• Material provided

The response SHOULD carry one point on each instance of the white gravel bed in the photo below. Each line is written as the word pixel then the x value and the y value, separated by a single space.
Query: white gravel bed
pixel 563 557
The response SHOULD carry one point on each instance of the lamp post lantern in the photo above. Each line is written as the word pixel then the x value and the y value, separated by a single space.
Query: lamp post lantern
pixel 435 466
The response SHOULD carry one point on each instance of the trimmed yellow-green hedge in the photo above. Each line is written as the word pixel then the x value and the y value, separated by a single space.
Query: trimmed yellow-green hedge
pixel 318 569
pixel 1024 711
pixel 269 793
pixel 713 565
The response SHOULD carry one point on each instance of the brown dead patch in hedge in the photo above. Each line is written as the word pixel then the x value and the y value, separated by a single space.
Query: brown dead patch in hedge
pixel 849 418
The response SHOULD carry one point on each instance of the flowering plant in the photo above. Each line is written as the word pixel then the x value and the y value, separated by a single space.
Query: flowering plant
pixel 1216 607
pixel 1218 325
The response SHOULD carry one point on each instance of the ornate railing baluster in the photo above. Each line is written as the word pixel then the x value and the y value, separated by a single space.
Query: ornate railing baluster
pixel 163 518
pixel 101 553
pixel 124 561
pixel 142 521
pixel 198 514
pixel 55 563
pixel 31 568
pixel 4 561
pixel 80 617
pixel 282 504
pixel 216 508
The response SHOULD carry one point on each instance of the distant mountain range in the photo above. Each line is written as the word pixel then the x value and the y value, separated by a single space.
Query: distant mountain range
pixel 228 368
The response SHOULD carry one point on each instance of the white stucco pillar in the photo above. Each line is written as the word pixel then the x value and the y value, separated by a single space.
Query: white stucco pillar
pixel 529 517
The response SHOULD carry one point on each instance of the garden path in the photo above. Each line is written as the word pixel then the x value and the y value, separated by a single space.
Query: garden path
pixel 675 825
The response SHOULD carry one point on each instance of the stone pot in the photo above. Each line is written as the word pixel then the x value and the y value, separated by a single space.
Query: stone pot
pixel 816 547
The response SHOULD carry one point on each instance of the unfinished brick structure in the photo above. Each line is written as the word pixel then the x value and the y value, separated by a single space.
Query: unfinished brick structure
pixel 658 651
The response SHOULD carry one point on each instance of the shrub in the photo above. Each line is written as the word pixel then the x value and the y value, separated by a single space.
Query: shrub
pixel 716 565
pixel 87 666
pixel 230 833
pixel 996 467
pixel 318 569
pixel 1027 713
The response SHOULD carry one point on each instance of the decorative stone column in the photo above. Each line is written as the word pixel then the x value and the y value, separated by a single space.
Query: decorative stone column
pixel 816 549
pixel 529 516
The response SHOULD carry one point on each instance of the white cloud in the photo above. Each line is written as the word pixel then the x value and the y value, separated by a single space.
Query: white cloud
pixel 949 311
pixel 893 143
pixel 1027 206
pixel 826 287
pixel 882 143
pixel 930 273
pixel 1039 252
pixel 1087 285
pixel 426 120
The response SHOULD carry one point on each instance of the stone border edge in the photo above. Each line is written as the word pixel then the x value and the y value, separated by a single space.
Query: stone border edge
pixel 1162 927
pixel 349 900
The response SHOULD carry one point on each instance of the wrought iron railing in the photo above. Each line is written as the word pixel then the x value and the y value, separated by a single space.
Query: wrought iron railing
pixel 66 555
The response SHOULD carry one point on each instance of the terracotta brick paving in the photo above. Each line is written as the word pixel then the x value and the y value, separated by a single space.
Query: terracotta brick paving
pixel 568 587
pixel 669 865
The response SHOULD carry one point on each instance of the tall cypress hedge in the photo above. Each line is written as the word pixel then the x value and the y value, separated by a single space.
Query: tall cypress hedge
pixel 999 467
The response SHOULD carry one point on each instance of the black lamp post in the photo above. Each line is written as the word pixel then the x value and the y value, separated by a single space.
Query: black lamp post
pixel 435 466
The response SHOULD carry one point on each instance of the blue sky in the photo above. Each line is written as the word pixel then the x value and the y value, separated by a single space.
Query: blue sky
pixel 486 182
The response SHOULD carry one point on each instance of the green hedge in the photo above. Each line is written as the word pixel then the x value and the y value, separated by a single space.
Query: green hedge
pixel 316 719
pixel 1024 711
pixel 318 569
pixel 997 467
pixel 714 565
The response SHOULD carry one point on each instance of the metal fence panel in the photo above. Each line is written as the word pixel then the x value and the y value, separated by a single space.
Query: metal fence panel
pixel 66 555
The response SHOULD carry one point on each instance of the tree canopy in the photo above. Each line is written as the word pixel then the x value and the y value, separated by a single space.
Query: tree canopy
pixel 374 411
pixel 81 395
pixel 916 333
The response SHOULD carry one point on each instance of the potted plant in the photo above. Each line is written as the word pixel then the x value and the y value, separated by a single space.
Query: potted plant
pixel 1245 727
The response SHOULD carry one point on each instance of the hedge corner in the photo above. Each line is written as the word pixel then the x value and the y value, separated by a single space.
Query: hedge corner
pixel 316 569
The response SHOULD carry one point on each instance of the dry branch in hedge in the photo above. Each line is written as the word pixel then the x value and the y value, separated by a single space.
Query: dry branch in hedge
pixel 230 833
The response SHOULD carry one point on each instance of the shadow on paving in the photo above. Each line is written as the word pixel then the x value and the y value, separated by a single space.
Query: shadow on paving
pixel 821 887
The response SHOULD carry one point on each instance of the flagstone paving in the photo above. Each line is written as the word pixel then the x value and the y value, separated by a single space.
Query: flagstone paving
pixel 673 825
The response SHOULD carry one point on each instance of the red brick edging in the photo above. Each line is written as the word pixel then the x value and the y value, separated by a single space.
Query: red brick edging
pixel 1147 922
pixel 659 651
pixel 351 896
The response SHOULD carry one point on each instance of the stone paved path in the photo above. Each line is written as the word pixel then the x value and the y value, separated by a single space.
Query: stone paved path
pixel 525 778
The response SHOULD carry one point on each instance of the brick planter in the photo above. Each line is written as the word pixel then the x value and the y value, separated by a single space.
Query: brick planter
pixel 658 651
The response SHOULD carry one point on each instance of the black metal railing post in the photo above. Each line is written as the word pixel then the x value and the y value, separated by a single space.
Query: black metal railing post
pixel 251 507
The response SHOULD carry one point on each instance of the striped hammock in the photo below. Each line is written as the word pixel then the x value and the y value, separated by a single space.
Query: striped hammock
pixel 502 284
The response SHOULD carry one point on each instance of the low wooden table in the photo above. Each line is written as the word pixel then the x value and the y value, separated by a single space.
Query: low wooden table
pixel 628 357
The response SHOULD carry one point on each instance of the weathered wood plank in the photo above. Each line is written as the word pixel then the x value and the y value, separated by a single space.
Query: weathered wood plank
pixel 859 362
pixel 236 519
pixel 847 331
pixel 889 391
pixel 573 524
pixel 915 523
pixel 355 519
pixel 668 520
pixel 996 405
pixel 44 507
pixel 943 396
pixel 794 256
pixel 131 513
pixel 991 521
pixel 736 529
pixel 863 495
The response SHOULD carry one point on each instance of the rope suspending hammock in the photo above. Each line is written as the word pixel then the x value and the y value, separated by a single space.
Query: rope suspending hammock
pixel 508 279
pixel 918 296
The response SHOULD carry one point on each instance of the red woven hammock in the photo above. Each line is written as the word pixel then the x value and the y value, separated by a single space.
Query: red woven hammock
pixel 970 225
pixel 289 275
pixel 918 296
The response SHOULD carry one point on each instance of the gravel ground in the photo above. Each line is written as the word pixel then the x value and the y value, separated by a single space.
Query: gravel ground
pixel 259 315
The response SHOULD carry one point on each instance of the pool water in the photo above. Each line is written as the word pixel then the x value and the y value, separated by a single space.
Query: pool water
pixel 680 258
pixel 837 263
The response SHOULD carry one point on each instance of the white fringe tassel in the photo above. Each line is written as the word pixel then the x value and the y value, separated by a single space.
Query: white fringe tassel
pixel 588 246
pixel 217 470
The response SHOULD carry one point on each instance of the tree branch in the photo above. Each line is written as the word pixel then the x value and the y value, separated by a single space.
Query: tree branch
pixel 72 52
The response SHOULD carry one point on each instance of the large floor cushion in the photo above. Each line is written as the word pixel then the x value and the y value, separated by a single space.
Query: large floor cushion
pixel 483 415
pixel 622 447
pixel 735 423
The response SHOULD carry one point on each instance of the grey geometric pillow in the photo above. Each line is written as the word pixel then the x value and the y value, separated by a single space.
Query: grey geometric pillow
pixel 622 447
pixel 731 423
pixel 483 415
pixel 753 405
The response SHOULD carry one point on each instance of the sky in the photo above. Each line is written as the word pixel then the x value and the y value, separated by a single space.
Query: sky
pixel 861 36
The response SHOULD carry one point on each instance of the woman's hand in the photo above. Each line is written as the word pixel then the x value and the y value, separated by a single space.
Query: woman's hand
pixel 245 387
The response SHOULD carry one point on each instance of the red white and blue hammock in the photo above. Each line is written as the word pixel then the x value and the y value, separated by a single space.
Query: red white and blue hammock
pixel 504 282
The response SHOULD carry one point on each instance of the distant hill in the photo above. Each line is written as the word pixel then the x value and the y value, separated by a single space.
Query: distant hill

• Work task
Among the lines above, return each one holding the string "below".

• Solved problem
The response SHOULD carry one point on each instance of the white gravel bed in the photo below. Each line is written as the word pixel then the x value and the y value, separated by a single space.
The response SHOULD carry one point on each instance of the striped hammock in the photo below. Each line is written as the word pixel then the x value and the y value, separated by a single space.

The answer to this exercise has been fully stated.